#### Angezeigter Text ####

Religiöse Musikalität
Die Hirnforschung versucht schon seit einigen Jahrzehnten, der Religion auf die Spur zu kommen. Meinte man zunächst, dass es im Kopf so etwas wie einen einzelnen "Gottesknopf" geben müsse, ist die Wissenschaft heute davon überzeugt, dass unterschiedliche Hirnareale an religiösen Gefühlen beteiligt sind.
"Spiritualität spielt sich im Gehirn nicht in einem isolierten Teil ab, sondern genutzt werden verschiedene Hirnareale, die ursprünglich zu anderen Zwecken entstanden sind."
Dass alle Menschen diese Hirnareale haben, bedeute aber nicht automatisch, dass auch alle Menschen religiös sein müssten, sagt der Hirnforscher und vergleicht das mit Musikalität:
"Manche Menschen werden durch Musik kaum angesprochen, andere hingegen sind hochmusikalisch. Und so ist das auch bei Spiritualität: Manche Menschen berührt sie einfach nicht."
Das menschliche Gehirn und Religiosität zu erforschen, das ist nach wie vor eine ungewöhnliche wissenschaftliche Kombination – auch, weil sie Naturwissenschaften mit Geisteswissenschaften verbindet. Michael Ferguson erzählt: Er ist durch seine eigenen spirituellen Erfahrungen zu dieser Forschung motiviert worden.
"Ich bin sehr religiös aufgewachsen, hatte spirituelle Erlebnisse - wie viele Menschen in meinem Umfeld auch. Oder zumindest nannten wir es spirituelle Erlebnisse. Aber je mehr ich über Neurowissenschaften lernte, desto mehr wollte ich herausfinden, was bei diesen Erlebnissen wirklich im Gehirn passiert."
Heil und Heilung
Die Hirnforscher der Harvard University haben aber auch noch ein anderes Ziel: Indem sie der Spiritualität im menschlichen Gehirn nachspüren, wollen sie zu besseren Heilungsprozessen beitragen. Denn das religiöse Heil und die medizinische Heilung sind nicht nur sprachlich eng verwandt. Wer in früheren Gesellschaften für Götter und Geister zuständig war, der oder die versorgte oft auch die Kranken.

####

■ Aufgabendetails
Wie lässt sich der Text über Hirnforschung und Religiosität in zwei Sätzen zusammenfassen?

#### Vorliegende Datensätze ####

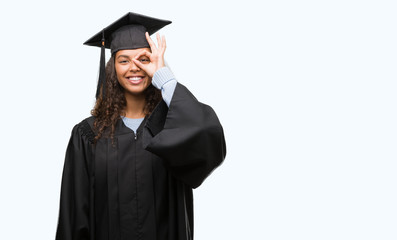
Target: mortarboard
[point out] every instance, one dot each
(128, 32)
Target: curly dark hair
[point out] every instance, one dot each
(107, 111)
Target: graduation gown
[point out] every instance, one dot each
(140, 186)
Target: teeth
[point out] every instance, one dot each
(135, 78)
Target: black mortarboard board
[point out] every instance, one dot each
(128, 32)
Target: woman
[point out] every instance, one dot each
(130, 168)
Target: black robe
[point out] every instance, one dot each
(140, 186)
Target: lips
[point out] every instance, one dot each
(135, 80)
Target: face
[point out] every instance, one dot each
(132, 79)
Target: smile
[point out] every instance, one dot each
(135, 80)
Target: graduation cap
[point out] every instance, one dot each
(128, 32)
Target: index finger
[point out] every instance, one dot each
(150, 41)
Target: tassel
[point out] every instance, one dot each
(102, 75)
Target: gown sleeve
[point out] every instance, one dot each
(73, 221)
(191, 139)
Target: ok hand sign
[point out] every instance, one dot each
(156, 56)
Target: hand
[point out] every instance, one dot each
(156, 56)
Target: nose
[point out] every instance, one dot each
(134, 67)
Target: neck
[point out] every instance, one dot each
(135, 105)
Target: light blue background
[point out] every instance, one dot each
(305, 90)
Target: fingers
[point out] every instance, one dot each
(139, 55)
(143, 53)
(151, 43)
(160, 42)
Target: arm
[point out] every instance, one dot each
(73, 222)
(164, 80)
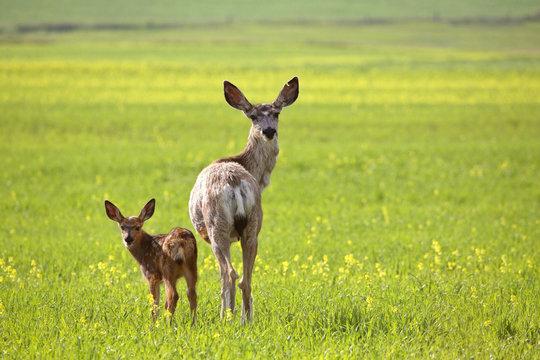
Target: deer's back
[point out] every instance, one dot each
(222, 191)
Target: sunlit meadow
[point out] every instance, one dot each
(402, 219)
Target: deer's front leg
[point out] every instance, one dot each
(191, 281)
(228, 278)
(249, 253)
(172, 297)
(154, 290)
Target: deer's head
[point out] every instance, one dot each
(264, 117)
(131, 227)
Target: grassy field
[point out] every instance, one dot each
(403, 218)
(181, 12)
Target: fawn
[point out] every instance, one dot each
(225, 203)
(162, 258)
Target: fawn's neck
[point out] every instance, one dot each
(144, 248)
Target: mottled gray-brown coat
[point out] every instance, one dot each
(225, 202)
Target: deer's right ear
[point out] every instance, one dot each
(148, 210)
(235, 98)
(113, 212)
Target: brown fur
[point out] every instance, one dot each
(162, 258)
(225, 202)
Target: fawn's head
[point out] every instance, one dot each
(264, 117)
(131, 226)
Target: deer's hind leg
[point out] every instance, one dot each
(222, 252)
(191, 281)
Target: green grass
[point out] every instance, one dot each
(402, 219)
(169, 11)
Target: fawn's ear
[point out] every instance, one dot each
(235, 98)
(113, 212)
(288, 94)
(148, 210)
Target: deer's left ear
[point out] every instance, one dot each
(113, 212)
(288, 94)
(148, 210)
(235, 98)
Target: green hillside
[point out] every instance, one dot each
(137, 11)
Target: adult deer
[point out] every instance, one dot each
(225, 203)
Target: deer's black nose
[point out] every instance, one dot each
(269, 133)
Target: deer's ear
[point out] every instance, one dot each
(113, 212)
(235, 98)
(148, 210)
(288, 94)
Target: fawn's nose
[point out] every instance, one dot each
(269, 133)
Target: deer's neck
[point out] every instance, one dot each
(258, 158)
(145, 247)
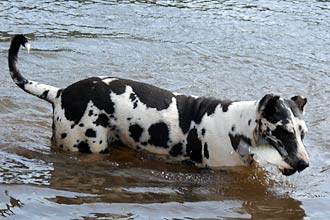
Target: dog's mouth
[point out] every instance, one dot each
(287, 171)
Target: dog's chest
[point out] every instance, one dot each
(146, 118)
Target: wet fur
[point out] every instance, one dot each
(95, 113)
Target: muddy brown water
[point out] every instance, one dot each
(230, 49)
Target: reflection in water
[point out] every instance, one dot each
(232, 49)
(134, 181)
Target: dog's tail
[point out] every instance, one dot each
(42, 91)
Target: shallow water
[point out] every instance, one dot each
(233, 49)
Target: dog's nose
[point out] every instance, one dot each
(302, 164)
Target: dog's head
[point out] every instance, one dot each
(281, 124)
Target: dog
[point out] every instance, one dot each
(93, 114)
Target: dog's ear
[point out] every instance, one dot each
(300, 101)
(267, 105)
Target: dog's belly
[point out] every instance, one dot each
(92, 118)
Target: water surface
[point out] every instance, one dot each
(228, 49)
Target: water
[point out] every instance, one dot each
(232, 49)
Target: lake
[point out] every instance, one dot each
(239, 50)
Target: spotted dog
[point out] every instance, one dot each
(91, 115)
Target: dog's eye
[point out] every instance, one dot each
(284, 132)
(302, 135)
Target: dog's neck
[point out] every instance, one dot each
(242, 118)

####

■ Antwortbereich
Die Hirnforschung geht heute davon aus, dass an religiösen Gefühlen verschiedene Hirnareale beteiligt sind, doch wie bei der Musikalität macht ihr Vorhandensein nicht alle Menschen religiös. Die Hirnforscher der Harvard University wollen mit der Erforschung der Spiritualität im Gehirn außerdem zu besseren Heilungsprozessen beitragen, da religiöses Heil und medizinische Heilung eng verwandt sind.